Supplied data
==========
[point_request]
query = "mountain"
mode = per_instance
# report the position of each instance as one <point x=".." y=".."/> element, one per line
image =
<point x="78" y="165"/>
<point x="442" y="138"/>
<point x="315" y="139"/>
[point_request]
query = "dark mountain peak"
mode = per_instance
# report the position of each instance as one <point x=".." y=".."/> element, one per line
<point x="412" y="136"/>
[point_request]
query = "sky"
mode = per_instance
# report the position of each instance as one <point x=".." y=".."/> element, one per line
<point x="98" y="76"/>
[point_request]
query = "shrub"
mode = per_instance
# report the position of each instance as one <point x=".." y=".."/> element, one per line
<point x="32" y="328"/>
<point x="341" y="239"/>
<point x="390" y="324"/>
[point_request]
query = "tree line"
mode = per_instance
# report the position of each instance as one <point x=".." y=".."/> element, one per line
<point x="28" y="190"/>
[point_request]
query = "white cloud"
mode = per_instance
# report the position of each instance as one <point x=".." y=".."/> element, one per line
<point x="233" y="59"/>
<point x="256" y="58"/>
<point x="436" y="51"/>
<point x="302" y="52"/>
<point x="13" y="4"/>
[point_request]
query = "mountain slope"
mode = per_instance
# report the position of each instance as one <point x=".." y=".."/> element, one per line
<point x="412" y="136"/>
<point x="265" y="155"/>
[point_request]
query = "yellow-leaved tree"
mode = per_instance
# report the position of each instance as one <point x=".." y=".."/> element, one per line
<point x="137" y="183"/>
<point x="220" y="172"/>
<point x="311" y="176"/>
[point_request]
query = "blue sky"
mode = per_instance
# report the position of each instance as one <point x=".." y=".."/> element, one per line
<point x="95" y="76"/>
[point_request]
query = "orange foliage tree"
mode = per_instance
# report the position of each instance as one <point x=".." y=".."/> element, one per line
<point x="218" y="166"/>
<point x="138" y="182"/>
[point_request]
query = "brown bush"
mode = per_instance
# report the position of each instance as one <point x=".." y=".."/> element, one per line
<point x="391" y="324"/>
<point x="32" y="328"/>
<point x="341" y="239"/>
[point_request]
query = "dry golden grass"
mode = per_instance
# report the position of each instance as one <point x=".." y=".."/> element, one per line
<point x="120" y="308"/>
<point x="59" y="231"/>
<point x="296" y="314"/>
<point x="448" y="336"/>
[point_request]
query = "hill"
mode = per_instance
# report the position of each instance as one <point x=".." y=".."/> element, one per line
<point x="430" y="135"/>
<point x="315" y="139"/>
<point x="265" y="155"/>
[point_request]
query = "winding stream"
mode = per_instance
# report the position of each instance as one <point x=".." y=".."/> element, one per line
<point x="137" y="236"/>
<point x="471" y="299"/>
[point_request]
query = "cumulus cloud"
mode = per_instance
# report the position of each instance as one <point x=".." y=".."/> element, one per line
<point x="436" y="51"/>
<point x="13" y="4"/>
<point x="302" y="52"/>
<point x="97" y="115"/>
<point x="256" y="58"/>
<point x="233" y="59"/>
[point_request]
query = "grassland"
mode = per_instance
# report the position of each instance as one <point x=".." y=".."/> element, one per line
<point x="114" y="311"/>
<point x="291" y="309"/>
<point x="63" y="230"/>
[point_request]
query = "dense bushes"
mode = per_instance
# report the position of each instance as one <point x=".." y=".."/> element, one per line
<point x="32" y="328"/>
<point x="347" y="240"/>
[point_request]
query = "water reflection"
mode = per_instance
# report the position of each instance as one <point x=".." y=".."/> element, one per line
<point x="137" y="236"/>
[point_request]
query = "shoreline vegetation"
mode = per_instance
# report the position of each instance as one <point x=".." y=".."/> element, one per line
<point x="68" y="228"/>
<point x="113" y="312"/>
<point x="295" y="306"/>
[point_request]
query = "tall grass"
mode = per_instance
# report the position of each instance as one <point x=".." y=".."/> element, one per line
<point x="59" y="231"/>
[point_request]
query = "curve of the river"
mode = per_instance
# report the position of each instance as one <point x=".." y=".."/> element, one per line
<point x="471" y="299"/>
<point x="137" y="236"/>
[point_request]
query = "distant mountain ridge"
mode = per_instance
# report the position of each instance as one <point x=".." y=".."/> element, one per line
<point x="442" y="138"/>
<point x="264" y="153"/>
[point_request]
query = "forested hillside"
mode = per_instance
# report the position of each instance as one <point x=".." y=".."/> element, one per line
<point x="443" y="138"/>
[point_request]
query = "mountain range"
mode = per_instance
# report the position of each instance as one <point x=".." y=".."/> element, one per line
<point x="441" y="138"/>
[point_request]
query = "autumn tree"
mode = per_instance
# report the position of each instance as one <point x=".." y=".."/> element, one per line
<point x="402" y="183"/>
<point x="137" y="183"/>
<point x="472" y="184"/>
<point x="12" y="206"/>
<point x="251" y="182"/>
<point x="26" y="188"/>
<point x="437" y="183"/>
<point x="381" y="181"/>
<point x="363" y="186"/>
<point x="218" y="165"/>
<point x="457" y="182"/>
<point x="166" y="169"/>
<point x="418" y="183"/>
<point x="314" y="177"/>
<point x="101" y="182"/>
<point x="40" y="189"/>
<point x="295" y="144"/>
==========
Written instruction
Every line above needs to be retyped exactly.

The answer
[point_request]
query = "mountain"
mode = per_instance
# report the position of each instance as one <point x=".." y=".."/> element, one per line
image =
<point x="78" y="165"/>
<point x="442" y="138"/>
<point x="315" y="139"/>
[point_request]
query = "dark mountain peak"
mode = per_instance
# report the position of each instance as one <point x=".." y=".."/> element, one per line
<point x="412" y="136"/>
[point_request]
query = "sky"
mode = per_instance
# report the position of each instance as one <point x=".." y=".."/> element, one per line
<point x="98" y="76"/>
[point_request]
query = "shrub"
mode = per_instance
# report the position of each instance as one <point x=".." y=".."/> element, one per line
<point x="32" y="328"/>
<point x="341" y="239"/>
<point x="390" y="324"/>
[point_request]
query = "tree line"
mode = per_instance
# report the position of each instance as one <point x=".." y=".."/> element, one per line
<point x="28" y="190"/>
[point_request]
query = "white cloud"
mode = per_instance
# report the position of each instance as one <point x=".." y=".."/> element, one per line
<point x="233" y="59"/>
<point x="256" y="58"/>
<point x="436" y="51"/>
<point x="302" y="52"/>
<point x="13" y="4"/>
[point_request]
query = "mountain slope"
mode = per_instance
# report the position of each instance as one <point x=".." y=".."/> element, one per line
<point x="412" y="136"/>
<point x="265" y="155"/>
[point_request]
query = "yellow-leaved tree"
mode = per_instance
# report the position of each instance as one <point x=".." y=".."/> element, one per line
<point x="137" y="183"/>
<point x="220" y="172"/>
<point x="311" y="176"/>
[point_request]
query = "blue sky"
mode = per_instance
# report the position of each instance as one <point x=".." y=".."/> element, one per line
<point x="95" y="76"/>
[point_request]
query = "orange foliage tree"
mode = per_instance
# report the position of each instance as one <point x=".." y=".."/> element, one per line
<point x="218" y="166"/>
<point x="138" y="182"/>
[point_request]
query = "brown bush"
mode = per_instance
# report the position of each instance as one <point x=".." y=".."/> element, one per line
<point x="391" y="324"/>
<point x="32" y="328"/>
<point x="341" y="239"/>
[point_request]
query = "dry golden grass"
mode = per_instance
# report the position of each instance as one <point x=".." y=".."/> element, one per line
<point x="120" y="308"/>
<point x="59" y="231"/>
<point x="296" y="314"/>
<point x="448" y="336"/>
[point_request]
query = "hill"
mode = per_instance
# report the position of each instance as one <point x=".." y=".."/> element, one per line
<point x="430" y="135"/>
<point x="315" y="139"/>
<point x="265" y="155"/>
[point_request]
query = "winding stream"
mode = per_instance
# report the position of each instance as one <point x=".." y=".."/> element, one per line
<point x="137" y="236"/>
<point x="471" y="299"/>
[point_request]
query = "cumulus cloud"
mode = per_instance
# report the position of each instance as one <point x=".." y=".."/> element, one per line
<point x="436" y="51"/>
<point x="13" y="4"/>
<point x="302" y="52"/>
<point x="97" y="115"/>
<point x="256" y="58"/>
<point x="233" y="59"/>
[point_request]
query = "grassland"
mode = per_instance
# report the position of each instance as one <point x=".." y=".."/> element, one per line
<point x="114" y="311"/>
<point x="291" y="309"/>
<point x="63" y="230"/>
[point_request]
query = "dense bushes"
mode = per_instance
# report the position of each instance as one <point x=".." y=".."/> element, one per line
<point x="32" y="328"/>
<point x="347" y="240"/>
[point_request]
query = "water reflection"
mode = per_instance
# report the position of each instance as one <point x=".." y=".."/> element, one per line
<point x="137" y="236"/>
[point_request]
query = "shoreline vegetation"
mode = per_instance
# report the position of each instance as one <point x=".." y=".."/> element, one per line
<point x="68" y="228"/>
<point x="113" y="312"/>
<point x="295" y="306"/>
[point_request]
query = "tall grass"
mode = per_instance
# report the position of each instance as one <point x=".." y=".."/> element, one per line
<point x="59" y="231"/>
[point_request]
query = "curve of the river"
mode = per_instance
# report the position of each instance as one <point x=".." y=".."/> element, one per line
<point x="471" y="299"/>
<point x="137" y="236"/>
[point_request]
query = "distant mountain ridge"
mode = per_instance
# report the position of each instance as one <point x=".." y=".."/> element, one per line
<point x="442" y="138"/>
<point x="264" y="153"/>
[point_request]
query = "forested hillside"
mode = per_instance
# report the position of each instance as one <point x=".." y=".."/> element, one per line
<point x="443" y="138"/>
[point_request]
query = "mountain range"
mode = per_instance
# report the position of each instance as one <point x=".." y=".."/> element, one per line
<point x="441" y="138"/>
[point_request]
query = "autumn tree"
mode = per_instance
# report the position of each instance as one <point x=".." y=".."/> element, one per line
<point x="402" y="183"/>
<point x="137" y="183"/>
<point x="472" y="184"/>
<point x="12" y="206"/>
<point x="251" y="182"/>
<point x="26" y="188"/>
<point x="437" y="183"/>
<point x="381" y="181"/>
<point x="363" y="186"/>
<point x="218" y="165"/>
<point x="457" y="182"/>
<point x="166" y="169"/>
<point x="418" y="183"/>
<point x="314" y="177"/>
<point x="101" y="182"/>
<point x="40" y="189"/>
<point x="295" y="144"/>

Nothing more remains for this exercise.